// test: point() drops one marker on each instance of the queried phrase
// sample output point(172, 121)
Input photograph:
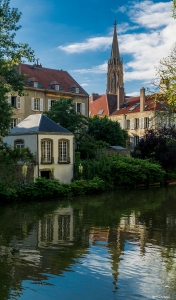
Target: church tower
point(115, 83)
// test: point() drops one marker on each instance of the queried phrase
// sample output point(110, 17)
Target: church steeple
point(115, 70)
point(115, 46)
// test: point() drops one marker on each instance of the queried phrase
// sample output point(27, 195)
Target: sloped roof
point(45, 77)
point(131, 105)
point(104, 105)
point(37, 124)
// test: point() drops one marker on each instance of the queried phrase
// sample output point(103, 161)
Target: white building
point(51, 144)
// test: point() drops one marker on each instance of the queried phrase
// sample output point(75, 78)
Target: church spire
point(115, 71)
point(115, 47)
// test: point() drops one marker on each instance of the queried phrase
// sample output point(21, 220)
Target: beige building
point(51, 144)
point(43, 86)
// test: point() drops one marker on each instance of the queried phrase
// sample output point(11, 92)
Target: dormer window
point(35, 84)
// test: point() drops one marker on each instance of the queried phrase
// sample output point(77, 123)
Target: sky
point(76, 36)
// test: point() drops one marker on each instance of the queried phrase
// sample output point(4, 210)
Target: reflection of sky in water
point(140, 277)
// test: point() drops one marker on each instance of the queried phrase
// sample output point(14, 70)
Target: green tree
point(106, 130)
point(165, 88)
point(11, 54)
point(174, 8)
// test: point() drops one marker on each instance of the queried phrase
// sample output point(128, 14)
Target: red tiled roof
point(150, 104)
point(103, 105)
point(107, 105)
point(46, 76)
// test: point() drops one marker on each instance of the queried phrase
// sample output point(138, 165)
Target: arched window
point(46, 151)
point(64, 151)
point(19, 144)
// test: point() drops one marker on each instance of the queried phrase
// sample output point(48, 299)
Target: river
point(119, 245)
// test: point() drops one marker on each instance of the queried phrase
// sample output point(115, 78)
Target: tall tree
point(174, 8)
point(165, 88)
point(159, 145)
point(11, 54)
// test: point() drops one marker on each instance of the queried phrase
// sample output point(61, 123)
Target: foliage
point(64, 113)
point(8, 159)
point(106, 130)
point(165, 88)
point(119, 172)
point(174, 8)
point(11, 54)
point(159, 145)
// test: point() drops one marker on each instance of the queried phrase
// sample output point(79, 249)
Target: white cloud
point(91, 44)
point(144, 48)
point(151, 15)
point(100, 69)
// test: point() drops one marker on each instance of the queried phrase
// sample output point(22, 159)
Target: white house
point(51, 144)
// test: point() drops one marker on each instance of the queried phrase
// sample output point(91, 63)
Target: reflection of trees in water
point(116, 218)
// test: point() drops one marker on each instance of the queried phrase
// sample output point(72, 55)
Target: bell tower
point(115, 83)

________________________

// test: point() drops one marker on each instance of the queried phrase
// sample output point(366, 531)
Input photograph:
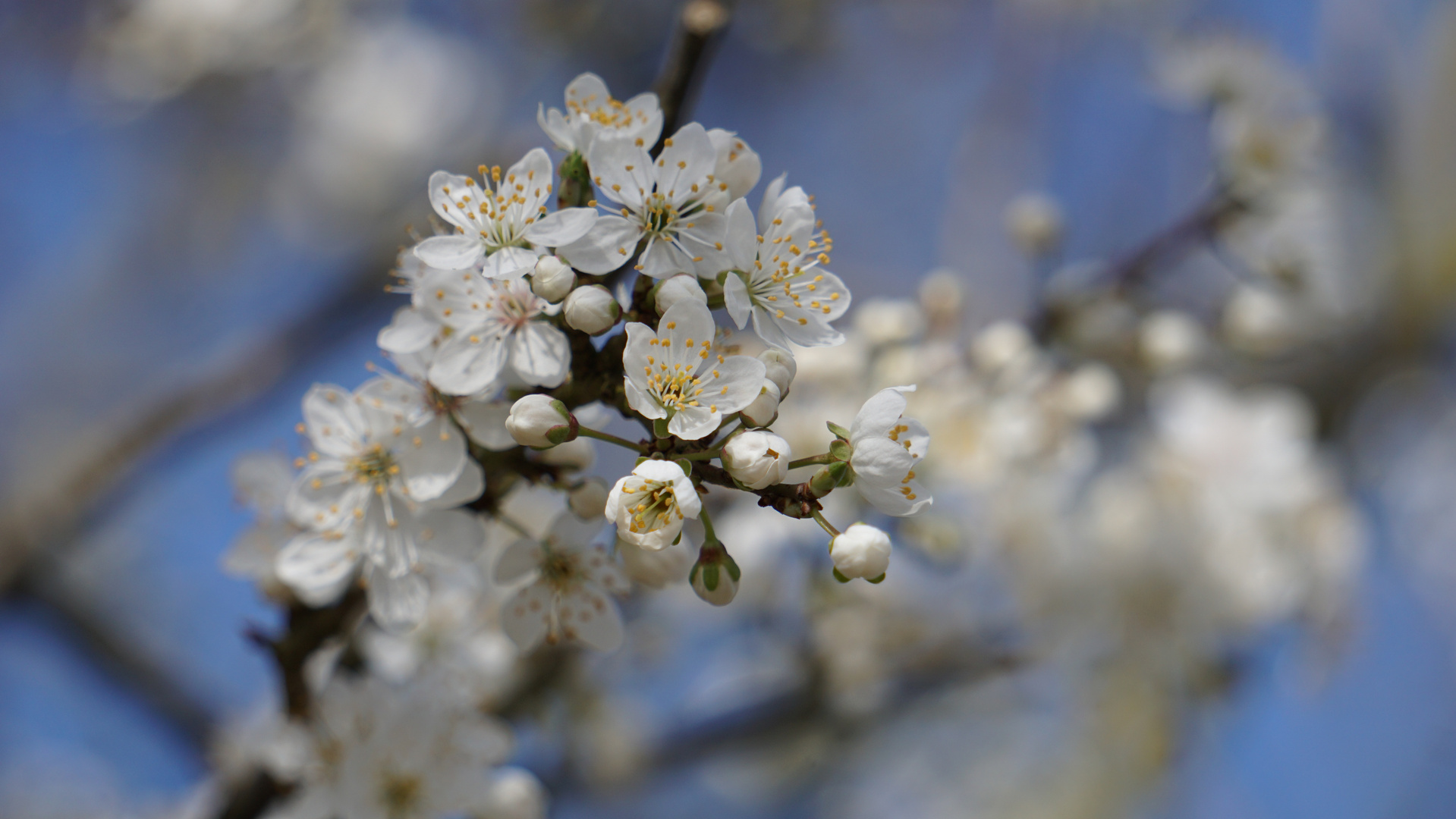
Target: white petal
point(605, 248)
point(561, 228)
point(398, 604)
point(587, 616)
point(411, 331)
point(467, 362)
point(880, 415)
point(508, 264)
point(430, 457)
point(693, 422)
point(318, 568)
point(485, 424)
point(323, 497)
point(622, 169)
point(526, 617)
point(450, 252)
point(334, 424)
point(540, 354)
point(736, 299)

________________________

TASK INSTRUCTIONS: Please count the lines of the material above that contain the string "reflection", with case counting, and give only the number.

SOLUTION FOR THIS EXERCISE: 2